> _What to work on_
Below are records; transcribe each one exactly.

Point-per-instance localization data

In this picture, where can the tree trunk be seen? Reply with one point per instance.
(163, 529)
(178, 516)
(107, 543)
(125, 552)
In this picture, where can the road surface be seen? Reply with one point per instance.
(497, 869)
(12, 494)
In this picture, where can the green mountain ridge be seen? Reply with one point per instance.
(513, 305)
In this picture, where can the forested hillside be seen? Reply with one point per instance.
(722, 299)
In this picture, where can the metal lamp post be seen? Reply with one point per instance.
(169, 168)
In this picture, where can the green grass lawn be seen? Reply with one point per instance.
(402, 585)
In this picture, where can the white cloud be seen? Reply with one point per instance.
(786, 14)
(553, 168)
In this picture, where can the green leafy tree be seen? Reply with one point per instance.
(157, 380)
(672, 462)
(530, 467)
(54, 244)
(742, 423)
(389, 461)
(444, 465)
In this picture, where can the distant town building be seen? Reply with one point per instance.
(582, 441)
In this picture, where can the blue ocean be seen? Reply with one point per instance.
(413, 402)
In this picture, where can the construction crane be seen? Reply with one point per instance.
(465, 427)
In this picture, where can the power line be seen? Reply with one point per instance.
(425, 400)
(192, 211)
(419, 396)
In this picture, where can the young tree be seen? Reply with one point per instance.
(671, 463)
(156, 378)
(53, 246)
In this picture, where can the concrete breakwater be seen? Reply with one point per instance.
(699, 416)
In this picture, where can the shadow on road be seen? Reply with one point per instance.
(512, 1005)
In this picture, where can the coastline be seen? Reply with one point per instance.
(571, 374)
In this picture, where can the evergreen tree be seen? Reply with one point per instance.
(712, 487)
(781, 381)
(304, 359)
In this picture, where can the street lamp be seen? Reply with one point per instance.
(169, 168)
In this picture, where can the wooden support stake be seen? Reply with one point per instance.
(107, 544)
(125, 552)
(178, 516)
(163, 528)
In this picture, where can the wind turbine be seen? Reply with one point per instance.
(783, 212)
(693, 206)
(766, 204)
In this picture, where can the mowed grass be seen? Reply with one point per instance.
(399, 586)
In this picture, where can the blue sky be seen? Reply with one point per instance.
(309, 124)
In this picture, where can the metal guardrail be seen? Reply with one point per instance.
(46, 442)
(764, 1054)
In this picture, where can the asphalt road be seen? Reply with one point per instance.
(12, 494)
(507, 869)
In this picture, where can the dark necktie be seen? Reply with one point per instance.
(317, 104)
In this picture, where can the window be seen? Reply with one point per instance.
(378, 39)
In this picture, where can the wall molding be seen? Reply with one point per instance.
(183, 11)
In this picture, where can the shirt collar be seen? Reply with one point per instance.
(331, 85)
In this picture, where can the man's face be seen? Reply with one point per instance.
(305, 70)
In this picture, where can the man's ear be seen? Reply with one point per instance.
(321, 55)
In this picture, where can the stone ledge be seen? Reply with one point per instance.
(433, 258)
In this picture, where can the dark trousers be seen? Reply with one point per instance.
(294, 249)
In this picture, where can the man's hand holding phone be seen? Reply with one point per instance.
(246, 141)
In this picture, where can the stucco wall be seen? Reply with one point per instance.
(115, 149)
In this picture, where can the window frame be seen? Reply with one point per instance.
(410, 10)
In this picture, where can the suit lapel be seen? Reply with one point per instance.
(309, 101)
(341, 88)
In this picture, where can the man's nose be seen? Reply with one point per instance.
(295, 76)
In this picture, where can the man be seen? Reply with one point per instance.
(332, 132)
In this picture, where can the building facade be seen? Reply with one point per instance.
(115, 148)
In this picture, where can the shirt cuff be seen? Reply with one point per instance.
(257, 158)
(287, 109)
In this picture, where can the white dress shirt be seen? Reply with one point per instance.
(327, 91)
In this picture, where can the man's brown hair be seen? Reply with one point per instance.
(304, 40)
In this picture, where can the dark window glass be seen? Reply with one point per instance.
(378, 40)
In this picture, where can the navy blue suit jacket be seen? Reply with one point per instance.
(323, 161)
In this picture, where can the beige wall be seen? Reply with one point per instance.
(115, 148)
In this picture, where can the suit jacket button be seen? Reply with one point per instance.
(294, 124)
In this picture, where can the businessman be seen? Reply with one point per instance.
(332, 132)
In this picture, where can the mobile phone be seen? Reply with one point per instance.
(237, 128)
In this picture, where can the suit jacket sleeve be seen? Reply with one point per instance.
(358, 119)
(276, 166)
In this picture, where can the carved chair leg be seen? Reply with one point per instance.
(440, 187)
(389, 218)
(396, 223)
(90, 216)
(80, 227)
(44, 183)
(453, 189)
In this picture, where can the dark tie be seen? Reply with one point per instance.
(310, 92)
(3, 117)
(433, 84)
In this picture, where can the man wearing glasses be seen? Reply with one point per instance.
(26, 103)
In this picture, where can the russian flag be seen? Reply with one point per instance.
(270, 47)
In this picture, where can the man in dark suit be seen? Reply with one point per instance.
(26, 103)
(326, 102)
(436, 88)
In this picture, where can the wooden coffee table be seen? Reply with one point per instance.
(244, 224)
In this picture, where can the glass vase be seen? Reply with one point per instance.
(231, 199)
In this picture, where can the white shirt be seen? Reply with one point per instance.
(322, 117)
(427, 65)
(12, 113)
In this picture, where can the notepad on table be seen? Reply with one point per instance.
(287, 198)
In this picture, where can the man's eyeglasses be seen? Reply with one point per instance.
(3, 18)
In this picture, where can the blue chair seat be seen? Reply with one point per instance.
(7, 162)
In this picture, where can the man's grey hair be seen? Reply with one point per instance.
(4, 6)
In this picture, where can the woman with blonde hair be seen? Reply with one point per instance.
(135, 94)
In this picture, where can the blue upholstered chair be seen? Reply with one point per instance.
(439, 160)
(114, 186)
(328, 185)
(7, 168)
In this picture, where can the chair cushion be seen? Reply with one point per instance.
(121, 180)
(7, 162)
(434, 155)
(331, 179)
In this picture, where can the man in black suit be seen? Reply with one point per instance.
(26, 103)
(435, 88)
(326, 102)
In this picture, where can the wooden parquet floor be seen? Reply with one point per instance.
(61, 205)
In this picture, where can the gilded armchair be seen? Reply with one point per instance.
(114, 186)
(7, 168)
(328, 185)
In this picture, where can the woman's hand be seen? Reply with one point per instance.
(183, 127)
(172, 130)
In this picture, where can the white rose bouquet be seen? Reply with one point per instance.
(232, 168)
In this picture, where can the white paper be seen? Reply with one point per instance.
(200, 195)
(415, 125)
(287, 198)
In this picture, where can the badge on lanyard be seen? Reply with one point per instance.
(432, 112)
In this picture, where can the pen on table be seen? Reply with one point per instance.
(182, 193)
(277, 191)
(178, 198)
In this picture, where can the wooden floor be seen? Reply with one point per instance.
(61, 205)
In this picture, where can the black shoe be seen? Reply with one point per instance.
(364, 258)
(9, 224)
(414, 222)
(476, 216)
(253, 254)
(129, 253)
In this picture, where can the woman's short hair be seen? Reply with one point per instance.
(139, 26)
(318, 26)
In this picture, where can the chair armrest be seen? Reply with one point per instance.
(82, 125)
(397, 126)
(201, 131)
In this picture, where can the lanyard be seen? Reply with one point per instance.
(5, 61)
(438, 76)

> _Answer for the task_
In this picture, where can the tree trunk be seen? Reply with one point per instance.
(163, 529)
(178, 516)
(107, 543)
(125, 552)
In this picture, where can the road surface be seen? Reply with one point per instance.
(497, 869)
(12, 494)
In this picture, where can the green mountain ridge be seen? Reply with one point per instance.
(513, 305)
In this picture, where can the forested hillside be seen? Reply with one point per instance.
(722, 299)
In this picture, where can the metal lamp post be seen? Reply with one point per instance.
(169, 168)
In this picture, where can the green grass lawn be seen? Reply with one point per instance.
(402, 585)
In this picture, where can the white cloud be seen? Reply with one point per instance.
(786, 14)
(553, 168)
In this picture, where can the green leafy tree be seen? Reply with one point per instance.
(157, 380)
(672, 462)
(530, 467)
(54, 244)
(742, 423)
(389, 461)
(444, 465)
In this picture, where can the distant town building be seen? Reply with one point per instance.
(582, 441)
In this picture, where can the blue ocean be seen? Reply with one point per instance.
(413, 402)
In this picture, where can the construction crane be seen? Reply with one point per instance.
(465, 427)
In this picture, where can the power line be seen? Reply with one point per instance.
(425, 400)
(192, 211)
(419, 396)
In this picture, where can the young tree be seen? Reply with one point per instance.
(671, 463)
(156, 378)
(53, 246)
In this picture, where can the concrete breakwater be seen? Reply with one point per instance.
(699, 416)
In this picture, where can the shadow on road be seen? Reply with one point per instance.
(512, 1005)
In this picture, where can the coastline be seen? Reply with one point per instance.
(571, 374)
In this picture, where can the evergreen tree be seen? Reply with one point per instance.
(712, 487)
(781, 381)
(304, 359)
In this picture, where can the street lamp be seen? Reply with one point per instance.
(169, 168)
In this picture, where can the wooden support stake be seen? Reply with one point per instance.
(107, 544)
(125, 552)
(178, 516)
(163, 528)
In this picture, where can the wind turbine be seen? Reply with one point per instance.
(783, 212)
(693, 206)
(766, 204)
In this picture, where can the mowed grass be seen? Reply with one point per instance.
(399, 586)
In this picture, where can the blue sky be seen? Reply with one point per instance.
(309, 124)
In this picture, where can the metal guardrail be seen? Reply with one point per instance.
(46, 442)
(764, 1054)
In this picture, where can the asphalt road be seen? Reply with one point per instance.
(12, 494)
(507, 869)
In this picture, where can the dark necktie be seen? Reply with one point per instance.
(317, 104)
In this picture, where can the window be seen? Reply with one point per instance.
(378, 39)
In this picture, where can the wall molding be seen? Reply with one point per instance.
(183, 11)
In this picture, where can the shirt collar be seen? Reply with one point per instance.
(331, 85)
In this picture, where can the man's face be seen? Reply with one point per instance.
(305, 70)
In this picture, where can the man's ear be seen? Reply with one point per instance.
(321, 55)
In this picture, where can the stone ledge be seen? Reply with one point per instance.
(433, 258)
In this picture, where can the dark trousers be seen? Reply with one point per instance.
(294, 249)
In this picture, where can the man's hand holding phone be seen? Reply with one point per instance.
(246, 141)
In this picture, where can the stucco wall be seen? Reply with one point per instance.
(115, 149)
In this picture, where can the window frame be seen? Reply with one point per instance.
(410, 10)
In this picture, where can the suit lapel be seen? Reply with one point per instance.
(309, 101)
(341, 88)
In this picture, where can the man's nose be seen? Reply with one point per instance.
(295, 76)
In this picture, where can the man be seen? Reply with one point per instance.
(332, 132)
In this picture, where can the building facade be seen? Reply with one point per instance.
(115, 148)
In this picture, where can the shirt cuff be seen? Reply with one point per instance.
(257, 158)
(287, 109)
In this picture, where can the white dress shirt be seen? Reply with one point per instance.
(327, 91)
In this picture, where can the man's brown hair be seen? Reply with one point per instance.
(304, 40)
In this picture, where can the dark window glass be seen? Reply with one point per instance.
(378, 40)
In this picture, where can the navy blue suit jacket be seen? Reply with one point per instance.
(323, 161)
In this picture, where can the beige wall be seen? Reply with one point per instance.
(115, 148)
In this picture, where can the suit jacket button be seen? Reply with one point per instance.
(294, 124)
In this picture, where can the businessman be seen? Reply with one point per instance.
(332, 132)
In this picture, where can the mobile phone be seen? Reply with one point per instance.
(237, 128)
In this picture, where can the suit jacket sleeve be seen? Reply with one point per instance.
(358, 119)
(276, 166)
In this picture, where can the carved chair leg be seen? Reply with one point per instance.
(440, 187)
(389, 218)
(396, 223)
(90, 216)
(80, 227)
(44, 183)
(453, 189)
In this picture, where can the dark tie be seen? Reply with one point per instance.
(310, 92)
(3, 117)
(433, 84)
In this picture, where can the man wearing glasses be seen? Reply with one point per instance.
(26, 103)
In this picture, where can the russian flag be seen? Reply with one point per instance.
(270, 47)
In this picture, where can the man in dark suit be seen? Reply with one point per instance.
(26, 103)
(326, 102)
(436, 88)
In this picture, where can the wooden coffee table be seen? Reply with one point per instance.
(244, 224)
In this picture, where can the glass vase be seen? Reply with one point per instance.
(231, 199)
In this picture, where can the white shirt be seen? Reply with one point per instance.
(322, 117)
(427, 65)
(12, 113)
In this picture, where can the notepad on table be seen? Reply with one point per instance.
(287, 198)
In this picture, where can the man's eyeglasses be seen? Reply with one point per instance.
(3, 18)
In this picture, where can the blue chair seat be seen? Reply with one point per instance.
(7, 162)
In this picture, where can the man's grey hair be seen? Reply with one point per instance.
(4, 6)
In this picture, where can the woman with blonde hair be seen? Reply with one point per instance.
(135, 94)
In this picture, where can the blue upholstered chair be seen? Reply with one point per instance.
(439, 160)
(114, 186)
(328, 185)
(7, 168)
In this picture, where can the chair cushion be seen? Reply with one point per instance.
(121, 180)
(7, 162)
(434, 155)
(331, 179)
In this picture, where can the man in black suit be seen? Reply with one point per instance.
(26, 103)
(435, 88)
(326, 102)
In this picture, where can the wooden parquet floor be seen? Reply with one point per instance.
(61, 205)
In this picture, where can the gilded armchair be seen? Reply with one point per instance.
(114, 186)
(7, 168)
(328, 185)
In this picture, where can the woman's hand be seen? Reply with one point per instance.
(183, 127)
(172, 130)
In this picture, where can the white rose bouquet be seen? Reply with one point per instance.
(232, 168)
In this picture, where can the white paper be seen? Reply with one point per instance.
(200, 195)
(415, 125)
(287, 198)
In this picture, where can the badge on lanyard be seen? Reply with one point per instance.
(432, 112)
In this picture, where can the pen on table be seen? Reply with one point per instance.
(182, 193)
(277, 191)
(178, 198)
In this picture, where can the wooden floor be seen? Reply with one point per instance.
(61, 205)
In this picture, where can the black shoe be seen? Reply with one point per instance.
(364, 258)
(9, 224)
(414, 222)
(476, 216)
(253, 254)
(129, 253)
In this picture, where can the woman's short hair be seen? Reply with one point per instance.
(139, 26)
(318, 26)
In this picture, where can the chair armrest be seen? Reply with one point per instance.
(82, 125)
(397, 126)
(201, 131)
In this picture, where can the lanyard be seen? Reply with one point per instance.
(5, 61)
(438, 76)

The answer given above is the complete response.